• Text shown:
◇ ◇ ◇ ◇ ◇ ◇ ◇
Plastic Friendships
One Saturday in the fall at my first college, I was feeling a bit down in the dumps, and a friend of mine turned to me and said “let’s go to Brattleboro and get some crispy tofu,” and we did, three of us in her big purple Subaru. It turns out that Brattleboro happened to have a very good Vietnamese restaurant at the time (and maybe they still do), and the tradition of going out for crispy tofu when feeling blue had begun several semesters before.
So we ate our crispy tofu and spring rolls, and then we wondered around Brattleboro in the warmth of early fall, going to bookstores and the Brattleboro Food Co-op, and then one friend remembered that she actually needed something from the outdoor store, so we went there, and while we were there, I purchased a Nalgene bottle.
This may not seem like a big event in a person’s life, I mean lots of people have water bottles and a fair number of those water bottles are Nalgene bottles, but Nalgene had just come out with the line of brightly colored ones, as I recall, and it was a topic of much debate, which color I should get, and then someone else got one too. I also got a tin of Burt’s Bees Chapstick, as I recall, and even now, the smell of Burt’s Bees transports me back to Vermont in the winter, with snow and cracking lips and long silences.
I’ve been using that bottle ever since.
I missed the bottled water craze because of my Nalgene. Why buy bottled water when I already had a bottle of perfectly palatable water, ready to hand? I never got the point of bottled water, and was kind of surprised when it became hip and trendy.
The printed volume measurements on the side wore off long ago, and at one point the cap became so damaged that it couldn’t close anymore, so I was forced to replace it. On the side of the water bottle, I typed a helpful typewritten reminder: If love is free, why so sad? The tape has endured through years of use and multiple dishwashings, as has the paper itself. I’m kind of surprised it hasn’t disintegrated, thanks to the humidity.
I’ve taken my Nalgene camping in all sorts of strange places. I’ve accidentally left it clipped to my pack and watched my bag skid across 150 feet of tarmac at an airport after being misthrown, leaving one small scratch on the bottle. It’s been carried on hikes, refilled from mountain streams, frozen, and run through a garbage disposal by accident (there’s a small scratch on the bottom).
When I had real jobs where I went to work somewhere, my Nalgene always came with me, and people could tell when I was working because they would see it perched on the counter, or near my workstation. I drank from it in nervous, sudden gulps when I was stressed out or upset, I used it as a handy gauge to see how much water I drank a day, I threw it at someone in a fit of rage one when I was breaking up with him and split his eyebrow on it.
My Nalgene and I have been through the wringer. That water bottle has more frequent flier miles than most people I know, and it’s been present through thick and thin. It might seem silly to think of having such an intense and personal relationship with an object, but there it is. That bottle has been a part of my life for so long that I’ve forgotten what it would be like to live without it.
◇ ◇ ◇ ◇ ◇ ◇ ◇
• Task instructions:
1. Repeat the essay about the Nalgene bottle from "So we ate our" up to and including "a Nalgene bottle.".
2. How would you sum up the essay about the Nalgene bottle in two sentences?

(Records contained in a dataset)
◇ ◇ ◇ ◇ ◇ ◇ ◇
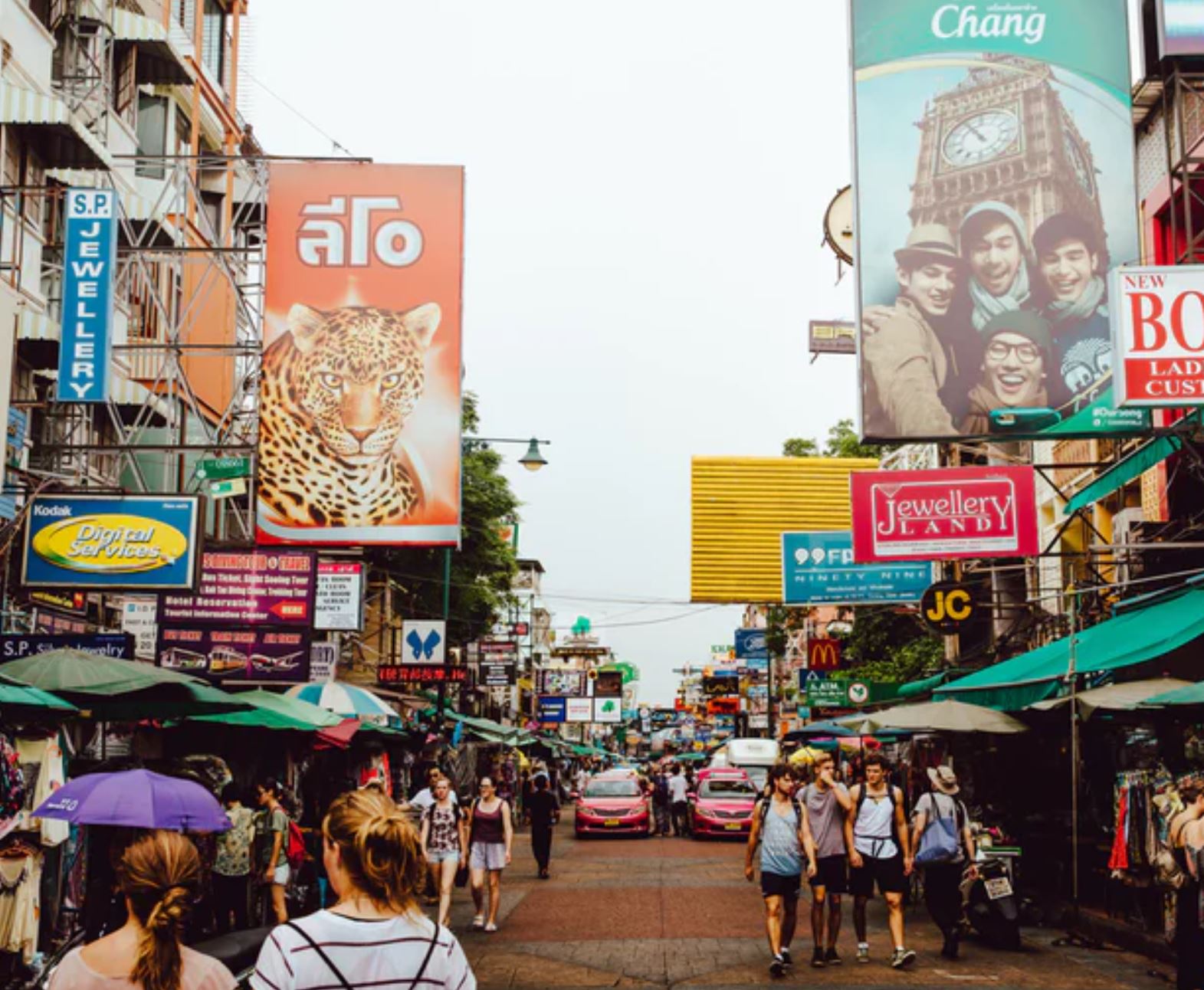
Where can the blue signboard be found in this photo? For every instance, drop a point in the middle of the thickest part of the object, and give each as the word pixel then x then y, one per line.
pixel 112 543
pixel 90 258
pixel 818 569
pixel 553 708
pixel 750 644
◇ ◇ ◇ ◇ ◇ ◇ ◇
• Answers for this exercise:
1.
So we ate our crispy tofu and spring rolls, and then we wondered around Brattleboro in the warmth of early fall, going to bookstores and the Brattleboro Food Co-op, and then one friend remembered that she actually needed something from the outdoor store, so we went there, and while we were there, I purchased a Nalgene bottle.

2. The writer bought a Nalgene bottle at an outdoor store during a Brattleboro outing for crispy tofu with friends from their first college, and has used it ever since, missing the bottled water craze as a result. The bottle has gone through worn-off markings, a replaced cap, camping trips, hikes, a skid across airport tarmac and a garbage disposal, and the writer has forgotten what living without it would be like.